What you need to do>
The expected answer is the set of lines in the data below between the line holding "For the photo above, indicate every instance of the red" and the line holding "column 651, row 225", inclusive, written out exactly.
Content starts
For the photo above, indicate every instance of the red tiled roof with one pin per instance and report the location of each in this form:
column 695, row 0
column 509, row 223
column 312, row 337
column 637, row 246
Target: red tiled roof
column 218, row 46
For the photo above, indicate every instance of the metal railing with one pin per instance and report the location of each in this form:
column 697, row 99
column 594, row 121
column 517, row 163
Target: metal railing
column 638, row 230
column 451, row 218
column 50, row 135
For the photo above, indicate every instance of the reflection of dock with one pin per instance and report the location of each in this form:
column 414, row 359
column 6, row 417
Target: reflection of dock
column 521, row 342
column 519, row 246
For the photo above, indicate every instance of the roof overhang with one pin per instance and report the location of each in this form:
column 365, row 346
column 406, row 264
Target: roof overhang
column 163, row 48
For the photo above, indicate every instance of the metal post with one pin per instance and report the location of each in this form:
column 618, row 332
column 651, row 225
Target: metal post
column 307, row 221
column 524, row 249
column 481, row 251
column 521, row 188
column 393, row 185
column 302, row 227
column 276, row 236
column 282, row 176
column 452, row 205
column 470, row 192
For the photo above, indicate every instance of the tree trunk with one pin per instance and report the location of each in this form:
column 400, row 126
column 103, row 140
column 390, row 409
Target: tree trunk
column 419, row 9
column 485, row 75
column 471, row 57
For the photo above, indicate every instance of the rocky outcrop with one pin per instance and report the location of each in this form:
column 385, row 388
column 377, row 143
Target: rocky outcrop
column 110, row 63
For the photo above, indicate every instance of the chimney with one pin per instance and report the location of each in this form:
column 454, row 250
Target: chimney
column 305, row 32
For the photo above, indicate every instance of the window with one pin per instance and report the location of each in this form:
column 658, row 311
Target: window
Content ends
Content starts
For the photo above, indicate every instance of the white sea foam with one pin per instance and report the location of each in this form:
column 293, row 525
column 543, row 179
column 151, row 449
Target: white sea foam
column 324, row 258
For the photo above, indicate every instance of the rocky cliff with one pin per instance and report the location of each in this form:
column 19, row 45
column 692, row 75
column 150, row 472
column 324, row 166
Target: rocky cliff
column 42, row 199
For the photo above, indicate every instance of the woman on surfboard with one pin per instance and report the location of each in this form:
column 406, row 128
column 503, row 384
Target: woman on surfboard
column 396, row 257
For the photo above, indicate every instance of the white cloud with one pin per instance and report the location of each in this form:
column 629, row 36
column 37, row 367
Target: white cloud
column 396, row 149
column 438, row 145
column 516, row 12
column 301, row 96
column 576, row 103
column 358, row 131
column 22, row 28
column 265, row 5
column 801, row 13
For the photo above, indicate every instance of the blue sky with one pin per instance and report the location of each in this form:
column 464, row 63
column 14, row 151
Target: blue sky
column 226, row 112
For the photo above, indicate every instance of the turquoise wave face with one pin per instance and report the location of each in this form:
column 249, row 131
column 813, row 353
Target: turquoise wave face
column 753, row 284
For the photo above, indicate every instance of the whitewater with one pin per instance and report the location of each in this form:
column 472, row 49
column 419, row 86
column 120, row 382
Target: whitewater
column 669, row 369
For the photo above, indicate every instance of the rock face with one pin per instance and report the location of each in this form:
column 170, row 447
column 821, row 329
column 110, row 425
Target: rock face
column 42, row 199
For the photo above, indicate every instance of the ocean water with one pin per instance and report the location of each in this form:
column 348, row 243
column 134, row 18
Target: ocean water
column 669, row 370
Content ends
Content starts
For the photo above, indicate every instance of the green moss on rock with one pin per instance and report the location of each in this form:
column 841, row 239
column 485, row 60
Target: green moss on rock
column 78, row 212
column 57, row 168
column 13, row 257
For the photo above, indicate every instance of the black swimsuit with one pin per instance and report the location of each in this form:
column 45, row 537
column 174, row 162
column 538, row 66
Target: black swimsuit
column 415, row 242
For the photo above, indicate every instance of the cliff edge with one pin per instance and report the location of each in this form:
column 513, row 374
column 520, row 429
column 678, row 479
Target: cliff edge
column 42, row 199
Content ends
Response to the task>
For the photo above, indicate every instance of the red tiled roof with one pin per instance and report the location of each in this form:
column 695, row 0
column 509, row 223
column 312, row 337
column 637, row 246
Target: red tiled roof
column 218, row 46
For the photo above, indicate every instance of the metal railing with one pin per instance and report the location of each in this form:
column 697, row 99
column 594, row 121
column 517, row 163
Target: metal railing
column 638, row 230
column 451, row 218
column 50, row 135
For the photo above, indicate every instance of the reflection of dock with one pin per instance and report the location of each in this form:
column 414, row 359
column 6, row 417
Target: reflection of dock
column 521, row 342
column 519, row 246
For the photo above, indicate every instance of the roof overhang with one pin per instance and report the location of each in this form:
column 365, row 346
column 406, row 264
Target: roof overhang
column 163, row 48
For the photo above, indicate every instance of the metal post with one pin per instance and report the location of each in this form:
column 618, row 332
column 651, row 225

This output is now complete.